Dataset items:
################

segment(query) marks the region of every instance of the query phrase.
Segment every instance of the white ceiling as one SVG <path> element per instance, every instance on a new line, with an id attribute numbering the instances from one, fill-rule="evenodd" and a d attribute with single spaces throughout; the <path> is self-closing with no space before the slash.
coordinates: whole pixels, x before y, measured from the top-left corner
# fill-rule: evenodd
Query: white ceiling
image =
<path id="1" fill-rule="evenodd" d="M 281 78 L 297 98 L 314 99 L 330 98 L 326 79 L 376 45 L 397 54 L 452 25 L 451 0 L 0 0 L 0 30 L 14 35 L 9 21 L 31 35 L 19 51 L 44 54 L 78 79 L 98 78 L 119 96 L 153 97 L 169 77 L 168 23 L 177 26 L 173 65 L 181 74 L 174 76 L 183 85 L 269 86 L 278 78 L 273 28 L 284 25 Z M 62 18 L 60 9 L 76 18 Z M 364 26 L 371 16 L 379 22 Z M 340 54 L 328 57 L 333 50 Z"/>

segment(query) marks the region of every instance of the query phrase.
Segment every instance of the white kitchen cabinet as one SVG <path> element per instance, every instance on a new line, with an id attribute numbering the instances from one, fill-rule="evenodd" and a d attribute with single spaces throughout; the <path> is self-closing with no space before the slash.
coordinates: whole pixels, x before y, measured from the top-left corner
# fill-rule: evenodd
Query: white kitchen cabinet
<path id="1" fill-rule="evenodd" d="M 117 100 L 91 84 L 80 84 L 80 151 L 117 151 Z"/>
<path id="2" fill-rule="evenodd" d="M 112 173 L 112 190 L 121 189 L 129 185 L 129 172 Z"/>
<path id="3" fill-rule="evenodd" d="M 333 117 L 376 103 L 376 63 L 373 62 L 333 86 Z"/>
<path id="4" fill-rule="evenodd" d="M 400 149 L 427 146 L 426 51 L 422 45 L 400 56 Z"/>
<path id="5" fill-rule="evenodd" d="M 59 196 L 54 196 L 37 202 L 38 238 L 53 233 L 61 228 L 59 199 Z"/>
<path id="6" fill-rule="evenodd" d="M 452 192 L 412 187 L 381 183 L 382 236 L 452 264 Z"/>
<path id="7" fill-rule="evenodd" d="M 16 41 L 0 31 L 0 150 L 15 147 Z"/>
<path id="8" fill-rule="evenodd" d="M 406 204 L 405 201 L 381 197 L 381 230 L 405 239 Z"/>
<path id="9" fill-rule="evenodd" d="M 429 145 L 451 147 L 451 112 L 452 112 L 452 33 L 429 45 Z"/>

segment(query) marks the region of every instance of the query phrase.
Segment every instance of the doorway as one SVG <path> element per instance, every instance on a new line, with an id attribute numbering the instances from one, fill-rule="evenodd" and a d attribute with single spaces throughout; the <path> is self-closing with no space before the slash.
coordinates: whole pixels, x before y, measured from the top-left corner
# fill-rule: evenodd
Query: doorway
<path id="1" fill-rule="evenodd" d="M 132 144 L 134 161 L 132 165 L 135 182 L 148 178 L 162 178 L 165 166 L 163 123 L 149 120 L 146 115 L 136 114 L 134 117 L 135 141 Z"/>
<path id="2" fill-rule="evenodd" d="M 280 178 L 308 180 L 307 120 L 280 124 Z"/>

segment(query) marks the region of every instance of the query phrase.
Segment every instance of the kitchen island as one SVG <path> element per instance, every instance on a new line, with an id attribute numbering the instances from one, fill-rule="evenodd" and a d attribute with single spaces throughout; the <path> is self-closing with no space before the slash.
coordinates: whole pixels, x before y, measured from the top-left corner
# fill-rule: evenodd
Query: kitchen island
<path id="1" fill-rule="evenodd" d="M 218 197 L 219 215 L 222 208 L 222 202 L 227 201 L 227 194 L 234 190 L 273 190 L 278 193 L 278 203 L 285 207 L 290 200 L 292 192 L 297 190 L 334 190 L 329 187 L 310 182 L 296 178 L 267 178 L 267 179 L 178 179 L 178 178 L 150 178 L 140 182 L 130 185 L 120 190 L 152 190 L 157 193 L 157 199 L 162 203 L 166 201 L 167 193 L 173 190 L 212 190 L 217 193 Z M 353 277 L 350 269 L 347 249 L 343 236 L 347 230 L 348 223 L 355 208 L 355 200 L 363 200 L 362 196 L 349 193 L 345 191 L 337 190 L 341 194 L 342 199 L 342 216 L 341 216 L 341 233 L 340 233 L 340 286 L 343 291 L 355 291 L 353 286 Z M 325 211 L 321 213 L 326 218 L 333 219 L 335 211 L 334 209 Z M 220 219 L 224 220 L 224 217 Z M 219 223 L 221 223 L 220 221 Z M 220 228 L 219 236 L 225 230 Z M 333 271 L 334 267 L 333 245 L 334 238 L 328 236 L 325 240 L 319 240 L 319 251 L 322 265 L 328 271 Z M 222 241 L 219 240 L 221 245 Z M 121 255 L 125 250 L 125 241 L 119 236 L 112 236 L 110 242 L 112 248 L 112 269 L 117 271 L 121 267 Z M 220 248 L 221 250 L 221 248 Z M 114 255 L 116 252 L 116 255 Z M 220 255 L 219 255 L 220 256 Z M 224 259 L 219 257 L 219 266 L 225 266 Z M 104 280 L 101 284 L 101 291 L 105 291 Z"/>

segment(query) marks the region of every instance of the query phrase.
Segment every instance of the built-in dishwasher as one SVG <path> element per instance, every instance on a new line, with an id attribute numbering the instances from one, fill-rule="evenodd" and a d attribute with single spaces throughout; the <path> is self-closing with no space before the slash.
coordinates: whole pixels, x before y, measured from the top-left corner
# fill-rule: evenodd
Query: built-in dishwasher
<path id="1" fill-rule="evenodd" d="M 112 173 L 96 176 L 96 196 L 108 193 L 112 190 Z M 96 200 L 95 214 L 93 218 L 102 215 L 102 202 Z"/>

################

▸ **Given instruction**
Recast the rows as a numbered list, starting with the first line and going on through the line with "281 78 L 297". Leave out blank lines.

▸ **Exercise answer**
1. segment(query) marks the region of every instance of the query phrase.
2. Segment every instance of the white ceiling as one SVG <path> element per instance, every instance on a new line, with an id attribute numbering the instances from one, fill-rule="evenodd" and a d attribute with single spaces throughout; the <path> is self-closing with no space before the slash.
3. coordinates: whole pixels, x before y, measured from the top-left corner
4. # fill-rule: evenodd
5. Query: white ceiling
6. image =
7. <path id="1" fill-rule="evenodd" d="M 281 78 L 297 98 L 314 99 L 330 98 L 326 79 L 376 45 L 397 54 L 452 25 L 451 0 L 0 0 L 0 30 L 14 35 L 9 21 L 31 35 L 19 51 L 44 54 L 78 79 L 98 78 L 119 96 L 153 97 L 169 77 L 168 23 L 177 26 L 173 65 L 181 74 L 174 76 L 183 85 L 269 86 L 278 78 L 273 28 L 284 25 Z M 62 18 L 60 9 L 76 18 Z M 364 26 L 371 16 L 379 22 Z M 340 54 L 328 57 L 333 50 Z"/>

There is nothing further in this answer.